PROVIDED PASSAGE:
++++++++
If you'd rather have…

Several continuous controls — adds more continuous covariates when you need to adjust an association for several covariates rather than just two predictors.
Two predictors that interact, plus a covariate — keeps two continuous predictors but lets them interact and adds a covariate; choose this if a moderation effect plus adjustment is what you actually want.
ANCOVA: a group effect adjusted for a baseline — a group effect adjusted for one continuous baseline covariate, the two-predictor structure where one predictor is categorical.

Copy-paste setup

from mcpower import MCPower

# Two continuous predictors of a continuous outcome (OLS).
# rainfall is the predictor of interest; soil_nitrogen is a second continuous covariate
# whose association we also want enough power to detect.
model = MCPower("plant_biomass = rainfall + soil_nitrogen")

# Standardised effect sizes (continuous benchmarks: 0.10 / 0.25 / 0.40).
#   rainfall=0.25 -> a medium association.
#   soil_nitrogen=0.10 -> a small association.
model.set_effects("rainfall=0.25, soil_nitrogen=0.10")

# Both predictors are continuous, so no set_variable_type() is needed.
# OLS defaults apply: 1600 simulations, alpha=0.05, seed=2137.
model.find_power(sample_size=200, target_test="rainfall, soil_nitrogen")

suppressMessages(library(mcpower))

# Two continuous predictors of a continuous outcome (OLS).
# rainfall is the predictor of interest; soil_nitrogen is a second continuous covariate
# whose association we also want enough power to detect.
model <- MCPower$new("plant_biomass ~ rainfall + soil_nitrogen")

# Standardised effect sizes (continuous benchmarks: 0.10 / 0.25 / 0.40).
#   rainfall=0.25 -> a medium association.
#   soil_nitrogen=0.10 -> a small association.
model$set_effects("rainfall=0.25, soil_nitrogen=0.10")

# Both predictors are continuous, so no set_variable_type() is needed.
# OLS defaults apply: 1600 simulations, alpha=0.05, seed=2137.
invisible(model$find_power(sample_size = 200, target_test = "rainfall, soil_nitrogen"))
++++++++
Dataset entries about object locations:
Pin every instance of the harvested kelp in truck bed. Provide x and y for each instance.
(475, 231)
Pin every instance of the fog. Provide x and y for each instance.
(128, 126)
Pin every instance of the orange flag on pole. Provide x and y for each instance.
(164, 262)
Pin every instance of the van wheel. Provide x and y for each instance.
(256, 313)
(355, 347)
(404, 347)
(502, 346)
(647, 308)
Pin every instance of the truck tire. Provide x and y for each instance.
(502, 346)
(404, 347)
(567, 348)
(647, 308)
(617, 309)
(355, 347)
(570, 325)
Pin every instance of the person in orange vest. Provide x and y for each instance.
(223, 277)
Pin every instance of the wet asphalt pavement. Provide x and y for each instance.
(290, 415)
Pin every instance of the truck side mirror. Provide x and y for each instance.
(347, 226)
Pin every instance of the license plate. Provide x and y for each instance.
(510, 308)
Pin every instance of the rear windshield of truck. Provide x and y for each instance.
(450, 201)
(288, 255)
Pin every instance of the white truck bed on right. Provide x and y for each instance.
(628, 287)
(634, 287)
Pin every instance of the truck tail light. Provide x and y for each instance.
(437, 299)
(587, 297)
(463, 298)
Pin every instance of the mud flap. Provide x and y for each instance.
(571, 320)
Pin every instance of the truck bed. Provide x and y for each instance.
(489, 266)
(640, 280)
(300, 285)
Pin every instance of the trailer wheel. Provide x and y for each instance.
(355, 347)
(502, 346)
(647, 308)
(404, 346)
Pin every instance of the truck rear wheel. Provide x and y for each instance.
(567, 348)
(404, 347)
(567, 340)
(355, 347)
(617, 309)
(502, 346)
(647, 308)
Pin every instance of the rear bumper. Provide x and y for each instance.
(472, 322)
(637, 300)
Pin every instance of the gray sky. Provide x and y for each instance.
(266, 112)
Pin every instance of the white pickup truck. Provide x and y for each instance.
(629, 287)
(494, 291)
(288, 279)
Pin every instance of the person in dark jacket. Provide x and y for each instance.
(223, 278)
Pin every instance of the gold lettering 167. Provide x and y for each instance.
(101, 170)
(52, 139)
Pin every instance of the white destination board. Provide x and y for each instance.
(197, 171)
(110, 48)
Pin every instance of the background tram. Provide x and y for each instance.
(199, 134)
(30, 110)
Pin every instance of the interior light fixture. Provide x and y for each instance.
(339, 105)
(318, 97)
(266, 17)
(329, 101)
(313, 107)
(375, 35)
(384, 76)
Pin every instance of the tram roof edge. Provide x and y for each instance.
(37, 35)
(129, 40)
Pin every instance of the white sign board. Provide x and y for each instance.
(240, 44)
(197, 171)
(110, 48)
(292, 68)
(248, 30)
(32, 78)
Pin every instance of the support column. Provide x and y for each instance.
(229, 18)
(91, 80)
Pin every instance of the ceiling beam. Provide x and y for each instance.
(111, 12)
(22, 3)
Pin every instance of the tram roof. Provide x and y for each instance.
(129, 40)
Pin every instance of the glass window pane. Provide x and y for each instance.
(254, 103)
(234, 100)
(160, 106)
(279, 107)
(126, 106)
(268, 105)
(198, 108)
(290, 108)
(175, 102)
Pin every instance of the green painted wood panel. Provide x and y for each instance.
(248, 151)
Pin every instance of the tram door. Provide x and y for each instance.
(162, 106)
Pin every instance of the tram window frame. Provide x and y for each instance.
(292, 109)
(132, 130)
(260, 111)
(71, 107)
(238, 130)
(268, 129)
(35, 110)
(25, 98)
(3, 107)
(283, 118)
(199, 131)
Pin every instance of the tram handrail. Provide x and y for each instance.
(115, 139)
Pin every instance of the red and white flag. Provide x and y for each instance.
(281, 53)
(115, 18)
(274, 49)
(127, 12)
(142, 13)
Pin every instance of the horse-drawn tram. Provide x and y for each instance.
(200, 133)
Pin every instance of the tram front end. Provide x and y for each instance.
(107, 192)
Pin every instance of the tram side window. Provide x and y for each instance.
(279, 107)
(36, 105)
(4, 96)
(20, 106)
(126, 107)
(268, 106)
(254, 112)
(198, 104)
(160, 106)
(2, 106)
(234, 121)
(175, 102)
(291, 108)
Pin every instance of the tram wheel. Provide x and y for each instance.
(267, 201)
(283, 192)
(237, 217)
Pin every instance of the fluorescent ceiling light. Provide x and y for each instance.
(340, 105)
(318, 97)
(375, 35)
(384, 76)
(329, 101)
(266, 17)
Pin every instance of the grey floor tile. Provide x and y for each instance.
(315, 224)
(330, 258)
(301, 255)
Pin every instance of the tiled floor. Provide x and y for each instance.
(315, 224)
++++++++
GIVEN EXERCISE 1:
Name every alternative setup that the MCPower page lists under "If you'd rather have…".
GIVEN EXERCISE 2:
Rewrite the entries from the line containing "Pin every instance of the tram door." down to the last entry, swapping "tram" for "streetcar" and keeping everything else the same.
These entries have no connection to the MCPower page.

WRITTEN SOLUTION 1:
- Several continuous controls
- Two predictors that interact, plus a covariate
- ANCOVA: a group effect adjusted for a baseline

WRITTEN SOLUTION 2:
Pin every instance of the streetcar door. Provide x and y for each instance.
(162, 106)
Pin every instance of the streetcar window frame. Provide x and y for each instance.
(292, 109)
(132, 130)
(260, 111)
(71, 107)
(238, 130)
(268, 129)
(35, 110)
(25, 98)
(3, 107)
(283, 118)
(199, 131)
Pin every instance of the streetcar handrail. Provide x and y for each instance.
(115, 139)
Pin every instance of the red and white flag. Provide x and y for each instance.
(281, 53)
(115, 18)
(274, 49)
(127, 12)
(142, 13)
Pin every instance of the horse-drawn streetcar. Provide x and y for each instance.
(200, 133)
Pin every instance of the streetcar front end. Provide x and y for each instance.
(107, 192)
Pin every instance of the streetcar side window. Provide x and y for each instance.
(279, 107)
(36, 105)
(4, 96)
(20, 106)
(126, 107)
(268, 106)
(254, 112)
(198, 104)
(160, 106)
(2, 106)
(234, 121)
(175, 102)
(291, 108)
Pin every instance of the streetcar wheel. Provide x and y for each instance.
(267, 201)
(283, 192)
(237, 217)
Pin every instance of the fluorescent ceiling light. Provide x and y for each instance.
(340, 105)
(318, 97)
(375, 35)
(384, 76)
(329, 101)
(266, 17)
Pin every instance of the grey floor tile. Provide x and y for each instance.
(315, 224)
(330, 258)
(301, 255)
Pin every instance of the tiled floor. Provide x and y for each instance.
(315, 224)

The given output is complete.